Pointing rows
·····

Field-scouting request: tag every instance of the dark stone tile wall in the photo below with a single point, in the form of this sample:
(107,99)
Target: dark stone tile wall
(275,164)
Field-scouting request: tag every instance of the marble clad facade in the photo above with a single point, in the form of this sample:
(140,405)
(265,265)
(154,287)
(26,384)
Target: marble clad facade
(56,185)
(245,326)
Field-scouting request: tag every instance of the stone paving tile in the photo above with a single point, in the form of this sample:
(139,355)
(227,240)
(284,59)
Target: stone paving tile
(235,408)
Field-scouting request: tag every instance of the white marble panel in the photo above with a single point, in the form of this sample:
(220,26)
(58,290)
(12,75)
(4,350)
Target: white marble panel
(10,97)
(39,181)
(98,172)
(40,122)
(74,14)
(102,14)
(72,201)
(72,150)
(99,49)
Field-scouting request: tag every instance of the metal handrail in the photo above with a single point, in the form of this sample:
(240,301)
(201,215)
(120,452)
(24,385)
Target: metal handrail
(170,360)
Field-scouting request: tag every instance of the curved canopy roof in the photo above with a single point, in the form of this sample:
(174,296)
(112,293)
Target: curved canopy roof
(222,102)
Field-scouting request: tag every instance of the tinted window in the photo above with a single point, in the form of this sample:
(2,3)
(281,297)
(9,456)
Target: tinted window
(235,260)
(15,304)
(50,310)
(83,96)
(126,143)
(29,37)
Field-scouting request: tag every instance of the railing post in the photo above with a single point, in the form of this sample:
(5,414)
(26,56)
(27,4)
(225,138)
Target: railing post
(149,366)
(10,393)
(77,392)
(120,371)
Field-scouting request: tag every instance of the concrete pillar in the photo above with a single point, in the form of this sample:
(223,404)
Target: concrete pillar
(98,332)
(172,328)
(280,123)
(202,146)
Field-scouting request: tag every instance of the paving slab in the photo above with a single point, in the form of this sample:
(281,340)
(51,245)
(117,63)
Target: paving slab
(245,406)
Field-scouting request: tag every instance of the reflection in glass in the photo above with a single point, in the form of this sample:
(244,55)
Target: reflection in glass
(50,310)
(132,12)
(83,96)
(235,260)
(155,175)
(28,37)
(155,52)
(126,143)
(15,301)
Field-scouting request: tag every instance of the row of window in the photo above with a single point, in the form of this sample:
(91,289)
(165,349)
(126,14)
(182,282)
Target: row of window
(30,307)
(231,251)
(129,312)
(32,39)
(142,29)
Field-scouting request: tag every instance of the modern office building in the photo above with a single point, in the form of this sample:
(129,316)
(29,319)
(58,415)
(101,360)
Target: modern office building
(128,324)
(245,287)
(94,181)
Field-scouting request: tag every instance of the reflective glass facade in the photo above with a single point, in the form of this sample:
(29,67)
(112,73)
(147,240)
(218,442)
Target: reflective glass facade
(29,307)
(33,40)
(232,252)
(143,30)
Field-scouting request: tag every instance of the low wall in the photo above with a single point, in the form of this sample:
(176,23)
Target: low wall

·····

## PROBLEM DESCRIPTION:
Reproduce every one of the rows above verbatim, with no changes.

## ANSWER TO THIS PROBLEM:
Field-scouting request: tag every instance of the dark stone tile wall in the photo below with a single point, in the form of this sample:
(107,99)
Target: dark stone tile wall
(275,164)
Field-scouting request: tag every instance of the marble clad facade in the photo above with a single point, in the form of this sample:
(140,405)
(265,265)
(154,287)
(26,384)
Target: marble clad facade
(56,185)
(245,326)
Field-scouting request: tag every instance of the stone paving tile in the photo above with a single point, in the form of this sample:
(139,355)
(227,240)
(284,59)
Target: stone paving tile
(235,408)
Field-scouting request: tag every instance of the white marble panel in the photo above with a single point, in the form of this sample:
(220,26)
(58,290)
(12,75)
(4,350)
Target: white marble panel
(10,97)
(39,181)
(98,172)
(40,122)
(74,14)
(102,14)
(72,201)
(72,150)
(99,49)
Field-scouting request: tag every instance of the metal handrail in the photo above with a single point, in the form of this sample:
(240,301)
(201,215)
(120,452)
(24,385)
Target: metal handrail
(170,360)
Field-scouting request: tag every instance of the curved canopy roof in the photo above with a single point, in the form of this sample:
(174,296)
(112,293)
Target: curved canopy roof
(222,102)
Field-scouting request: tag every instance of the tinted window in the photo above with a single point, in the form of this sample:
(2,3)
(281,297)
(9,456)
Target: tinted window
(235,260)
(15,304)
(50,310)
(83,96)
(126,143)
(29,37)
Field-scouting request: tag every instance of the railing post in the photo above with a single point, in the form of this sample:
(5,414)
(26,56)
(27,4)
(225,138)
Target: railing post
(149,366)
(10,393)
(77,392)
(120,371)
Field-scouting request: tag every instance of the concrete pillar in the photo above with a single point, in the form of this sample:
(223,404)
Target: concrete pillar
(98,332)
(172,328)
(280,123)
(202,146)
Field-scouting request: tag every instance of the paving slab in the photo above with a single point, in the form of this sample:
(281,340)
(51,245)
(117,63)
Target: paving slab
(245,406)
Field-scouting request: tag every instance of the reflection in glass in the photo above with a single point, in the form of this sample:
(244,55)
Target: reflection in glass
(50,310)
(132,12)
(83,96)
(235,260)
(155,175)
(28,37)
(155,52)
(126,143)
(15,301)
Field-scouting request: tag every instance of the row of window in the photo above with a single point, in the form of this sample:
(91,289)
(165,349)
(126,14)
(182,282)
Target: row of window
(30,307)
(231,251)
(129,312)
(32,39)
(142,29)
Field-scouting request: tag every instance of the modern office building in the photo above with a single point, in the form of this sample:
(129,316)
(29,319)
(58,415)
(101,360)
Target: modern office building
(128,324)
(245,287)
(94,181)
Field-scouting request: tag every instance of the reflective glass facade in the photo above with a single point, in the form of this sample:
(29,67)
(112,73)
(147,240)
(218,442)
Target: reflective glass facade
(29,307)
(33,40)
(232,252)
(143,30)
Field-scouting request: tag every instance of the low wall in the photo above with a single point, in the form of this sample:
(176,23)
Target: low wall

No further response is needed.